Copy the entries that begin with the line containing "the flower bud" and end with the line containing "[(128, 102)]", substituting "point" for "marker" and changing nothing else.

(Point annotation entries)
>>>>>

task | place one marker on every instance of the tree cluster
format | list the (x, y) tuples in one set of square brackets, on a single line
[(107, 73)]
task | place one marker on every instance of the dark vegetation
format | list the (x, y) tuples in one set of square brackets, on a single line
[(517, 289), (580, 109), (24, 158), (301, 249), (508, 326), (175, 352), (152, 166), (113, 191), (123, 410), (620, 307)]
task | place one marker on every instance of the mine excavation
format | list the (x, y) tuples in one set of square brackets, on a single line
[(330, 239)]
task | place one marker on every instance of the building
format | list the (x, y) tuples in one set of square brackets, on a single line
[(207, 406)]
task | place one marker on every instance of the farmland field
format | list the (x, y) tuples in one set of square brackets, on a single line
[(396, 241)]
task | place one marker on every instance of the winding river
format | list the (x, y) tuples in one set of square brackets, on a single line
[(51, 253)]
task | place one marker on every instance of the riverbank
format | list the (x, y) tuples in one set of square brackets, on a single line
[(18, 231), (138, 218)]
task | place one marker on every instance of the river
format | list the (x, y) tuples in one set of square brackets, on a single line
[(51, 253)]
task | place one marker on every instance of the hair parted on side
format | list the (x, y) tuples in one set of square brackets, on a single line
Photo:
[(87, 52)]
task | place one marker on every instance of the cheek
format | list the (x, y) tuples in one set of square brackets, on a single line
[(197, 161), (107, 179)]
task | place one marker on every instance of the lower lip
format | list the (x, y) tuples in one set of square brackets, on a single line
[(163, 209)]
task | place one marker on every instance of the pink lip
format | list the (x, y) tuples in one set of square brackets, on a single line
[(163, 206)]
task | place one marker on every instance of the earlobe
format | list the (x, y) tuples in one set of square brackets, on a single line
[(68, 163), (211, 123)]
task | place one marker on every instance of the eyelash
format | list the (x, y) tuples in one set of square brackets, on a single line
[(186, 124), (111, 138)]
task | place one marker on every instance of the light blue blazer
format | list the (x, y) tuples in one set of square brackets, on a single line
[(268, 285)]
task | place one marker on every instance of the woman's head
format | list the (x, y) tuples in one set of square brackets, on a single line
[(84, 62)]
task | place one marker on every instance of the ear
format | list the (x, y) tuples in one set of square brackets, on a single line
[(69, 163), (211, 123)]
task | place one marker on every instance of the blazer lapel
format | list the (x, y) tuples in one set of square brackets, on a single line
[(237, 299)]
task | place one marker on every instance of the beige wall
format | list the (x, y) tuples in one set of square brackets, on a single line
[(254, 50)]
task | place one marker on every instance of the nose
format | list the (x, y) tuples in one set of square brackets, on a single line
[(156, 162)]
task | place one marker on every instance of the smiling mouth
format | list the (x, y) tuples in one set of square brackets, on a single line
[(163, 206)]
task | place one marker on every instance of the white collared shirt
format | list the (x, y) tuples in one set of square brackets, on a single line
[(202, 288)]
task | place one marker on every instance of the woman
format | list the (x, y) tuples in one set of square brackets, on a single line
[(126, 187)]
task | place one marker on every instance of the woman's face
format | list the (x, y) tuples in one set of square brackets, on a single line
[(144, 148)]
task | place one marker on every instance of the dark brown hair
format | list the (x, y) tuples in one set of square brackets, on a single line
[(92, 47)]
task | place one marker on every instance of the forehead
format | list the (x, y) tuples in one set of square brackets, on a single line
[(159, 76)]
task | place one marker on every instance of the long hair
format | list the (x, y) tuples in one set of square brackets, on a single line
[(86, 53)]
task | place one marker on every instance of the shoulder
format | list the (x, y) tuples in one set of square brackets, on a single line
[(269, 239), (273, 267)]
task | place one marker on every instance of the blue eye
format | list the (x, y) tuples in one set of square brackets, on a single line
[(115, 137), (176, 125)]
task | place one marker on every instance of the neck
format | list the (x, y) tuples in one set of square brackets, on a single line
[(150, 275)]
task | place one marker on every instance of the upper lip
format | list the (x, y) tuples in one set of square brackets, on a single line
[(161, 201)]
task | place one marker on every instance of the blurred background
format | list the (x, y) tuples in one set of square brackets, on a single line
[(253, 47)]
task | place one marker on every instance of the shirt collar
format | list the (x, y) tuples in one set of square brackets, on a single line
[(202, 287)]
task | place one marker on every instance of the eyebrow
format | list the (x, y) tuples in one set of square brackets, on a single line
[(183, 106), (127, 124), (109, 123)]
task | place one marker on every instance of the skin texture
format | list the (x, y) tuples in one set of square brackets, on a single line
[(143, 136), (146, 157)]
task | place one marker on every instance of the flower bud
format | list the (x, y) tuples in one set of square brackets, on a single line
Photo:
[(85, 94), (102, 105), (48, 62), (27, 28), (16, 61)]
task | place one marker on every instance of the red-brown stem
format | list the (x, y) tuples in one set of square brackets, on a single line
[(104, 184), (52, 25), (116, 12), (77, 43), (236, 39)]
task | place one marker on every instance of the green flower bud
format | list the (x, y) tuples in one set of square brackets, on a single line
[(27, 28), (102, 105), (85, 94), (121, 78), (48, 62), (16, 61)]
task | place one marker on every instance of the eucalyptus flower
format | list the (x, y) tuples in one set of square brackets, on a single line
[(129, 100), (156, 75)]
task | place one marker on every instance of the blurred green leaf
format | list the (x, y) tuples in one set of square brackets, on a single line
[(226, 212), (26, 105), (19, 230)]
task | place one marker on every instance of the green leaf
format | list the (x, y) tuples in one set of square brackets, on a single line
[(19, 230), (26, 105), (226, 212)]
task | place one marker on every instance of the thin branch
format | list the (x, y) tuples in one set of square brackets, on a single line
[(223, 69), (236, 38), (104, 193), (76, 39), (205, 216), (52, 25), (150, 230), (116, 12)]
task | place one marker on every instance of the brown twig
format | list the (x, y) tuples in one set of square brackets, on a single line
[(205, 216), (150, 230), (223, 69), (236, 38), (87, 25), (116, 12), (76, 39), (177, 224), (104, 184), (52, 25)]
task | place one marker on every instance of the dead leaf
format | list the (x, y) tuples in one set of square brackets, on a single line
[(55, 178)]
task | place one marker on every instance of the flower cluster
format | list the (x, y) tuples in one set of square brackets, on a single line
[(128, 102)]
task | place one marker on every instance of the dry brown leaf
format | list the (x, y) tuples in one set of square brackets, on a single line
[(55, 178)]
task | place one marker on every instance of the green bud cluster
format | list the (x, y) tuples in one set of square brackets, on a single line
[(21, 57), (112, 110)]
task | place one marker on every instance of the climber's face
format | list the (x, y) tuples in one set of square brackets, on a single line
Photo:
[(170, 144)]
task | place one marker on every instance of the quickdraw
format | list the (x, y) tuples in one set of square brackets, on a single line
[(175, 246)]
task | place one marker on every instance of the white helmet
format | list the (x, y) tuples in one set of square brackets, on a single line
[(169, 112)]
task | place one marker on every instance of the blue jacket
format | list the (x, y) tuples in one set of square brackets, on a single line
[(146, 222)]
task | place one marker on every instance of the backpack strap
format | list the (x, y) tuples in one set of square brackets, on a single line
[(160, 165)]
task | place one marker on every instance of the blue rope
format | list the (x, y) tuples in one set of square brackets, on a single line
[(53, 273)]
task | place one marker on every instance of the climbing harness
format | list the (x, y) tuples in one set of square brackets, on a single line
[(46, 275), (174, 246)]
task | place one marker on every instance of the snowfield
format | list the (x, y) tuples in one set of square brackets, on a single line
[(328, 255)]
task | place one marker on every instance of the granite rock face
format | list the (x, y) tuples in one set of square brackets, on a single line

<<<<<
>>>>>

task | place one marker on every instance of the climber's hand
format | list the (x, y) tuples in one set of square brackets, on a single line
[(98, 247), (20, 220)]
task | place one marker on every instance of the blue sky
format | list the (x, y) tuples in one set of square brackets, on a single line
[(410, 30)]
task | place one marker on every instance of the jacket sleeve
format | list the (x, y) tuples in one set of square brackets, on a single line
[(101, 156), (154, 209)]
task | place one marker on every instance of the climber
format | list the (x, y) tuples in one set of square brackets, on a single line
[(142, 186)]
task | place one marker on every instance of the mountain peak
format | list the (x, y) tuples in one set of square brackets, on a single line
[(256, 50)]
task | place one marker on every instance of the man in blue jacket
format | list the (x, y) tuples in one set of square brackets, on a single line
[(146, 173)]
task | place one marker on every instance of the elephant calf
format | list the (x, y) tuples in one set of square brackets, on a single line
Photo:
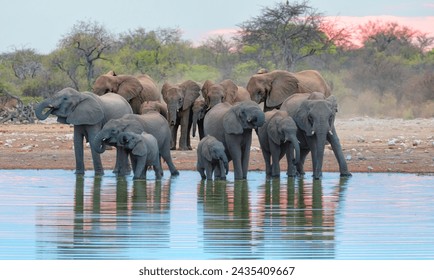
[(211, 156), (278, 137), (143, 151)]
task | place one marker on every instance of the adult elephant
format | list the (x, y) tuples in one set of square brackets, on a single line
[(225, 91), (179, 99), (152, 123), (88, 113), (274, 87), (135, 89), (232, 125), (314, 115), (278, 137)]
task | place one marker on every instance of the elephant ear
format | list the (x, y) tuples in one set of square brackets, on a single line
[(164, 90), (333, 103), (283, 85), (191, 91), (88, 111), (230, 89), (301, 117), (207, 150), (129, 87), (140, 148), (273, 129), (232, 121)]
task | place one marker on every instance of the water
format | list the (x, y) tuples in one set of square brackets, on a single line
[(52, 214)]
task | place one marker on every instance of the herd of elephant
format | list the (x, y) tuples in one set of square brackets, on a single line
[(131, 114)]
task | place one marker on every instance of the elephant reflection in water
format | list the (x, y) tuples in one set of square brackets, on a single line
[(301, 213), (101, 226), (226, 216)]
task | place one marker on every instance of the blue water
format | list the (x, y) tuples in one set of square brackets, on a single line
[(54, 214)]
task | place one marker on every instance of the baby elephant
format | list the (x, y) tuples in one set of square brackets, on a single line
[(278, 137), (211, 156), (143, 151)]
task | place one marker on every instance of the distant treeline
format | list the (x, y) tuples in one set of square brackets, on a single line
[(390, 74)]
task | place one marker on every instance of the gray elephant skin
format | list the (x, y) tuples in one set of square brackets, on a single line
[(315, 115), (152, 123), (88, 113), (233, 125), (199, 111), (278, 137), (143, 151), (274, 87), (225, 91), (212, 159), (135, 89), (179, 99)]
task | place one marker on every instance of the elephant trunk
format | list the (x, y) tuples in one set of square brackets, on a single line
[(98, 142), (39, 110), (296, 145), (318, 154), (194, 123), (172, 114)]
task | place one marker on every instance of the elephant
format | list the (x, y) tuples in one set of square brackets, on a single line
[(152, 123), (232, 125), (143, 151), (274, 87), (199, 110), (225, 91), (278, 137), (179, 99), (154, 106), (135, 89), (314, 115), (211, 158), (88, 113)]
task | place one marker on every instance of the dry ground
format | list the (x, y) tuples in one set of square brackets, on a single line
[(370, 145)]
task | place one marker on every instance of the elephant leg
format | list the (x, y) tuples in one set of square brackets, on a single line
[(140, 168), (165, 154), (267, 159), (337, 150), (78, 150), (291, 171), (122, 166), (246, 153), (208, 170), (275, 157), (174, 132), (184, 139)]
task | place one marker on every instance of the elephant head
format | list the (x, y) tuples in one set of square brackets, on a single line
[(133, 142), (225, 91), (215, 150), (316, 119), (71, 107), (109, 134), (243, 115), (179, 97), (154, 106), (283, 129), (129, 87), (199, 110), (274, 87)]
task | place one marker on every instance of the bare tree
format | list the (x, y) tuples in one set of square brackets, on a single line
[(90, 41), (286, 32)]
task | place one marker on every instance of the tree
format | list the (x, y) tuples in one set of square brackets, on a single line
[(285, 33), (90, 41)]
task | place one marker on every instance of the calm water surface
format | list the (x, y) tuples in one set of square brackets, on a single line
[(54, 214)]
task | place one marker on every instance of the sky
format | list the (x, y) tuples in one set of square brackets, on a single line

<<<<<

> Worked answer
task | place one point on every instance of the flower bud
format | list the (x, y) tuples in one set of square brackets, on a single line
Photo:
[(85, 94), (102, 105), (48, 62), (27, 28), (16, 61)]
task | place one point on every instance of the red-brown stem
format | list the (x, y) tuples in one set of square brackets, on a single line
[(104, 184), (52, 25), (116, 12), (77, 43), (236, 39)]
task | place one point on every instance of the green flower bud
format | list the (x, y) tuples in one set of square brackets, on a single line
[(27, 28), (102, 105), (85, 94), (121, 78), (48, 62), (16, 61)]
task | place one point on every instance of the eucalyptus flower
format | list the (x, y) tuples in one set of square brackets, on a single line
[(129, 100), (156, 75)]
task | place one point on every instance of the blurred green leaf
format | list the (x, y) tuples in one set of square brackets, on a single line
[(226, 212), (26, 105), (19, 230)]
task | place one point on every instance of the green leaf
format | list the (x, y) tuples in one set of square brackets, on a single line
[(19, 230), (26, 105), (226, 212)]
task | place one point on every instance of the thin branch
format | list the (x, y) tuples in one set of square brackets, on a single line
[(223, 69), (236, 38), (104, 193), (76, 39), (205, 216), (52, 25), (150, 230), (116, 12)]
task | place one point on every instance of the brown twig
format | list the (x, y) tuples in one set of square brackets, on a single line
[(205, 216), (150, 230), (223, 69), (236, 38), (87, 25), (116, 12), (76, 39), (177, 224), (104, 184), (52, 25)]
task | place one point on every instance of the dead leaf
format | list the (x, y) tuples in one set of square brackets, on a single line
[(55, 178)]
task | place one point on every instance of the flower cluster
format | list the (x, y) tuples in one set of square brackets, on a single line
[(128, 102)]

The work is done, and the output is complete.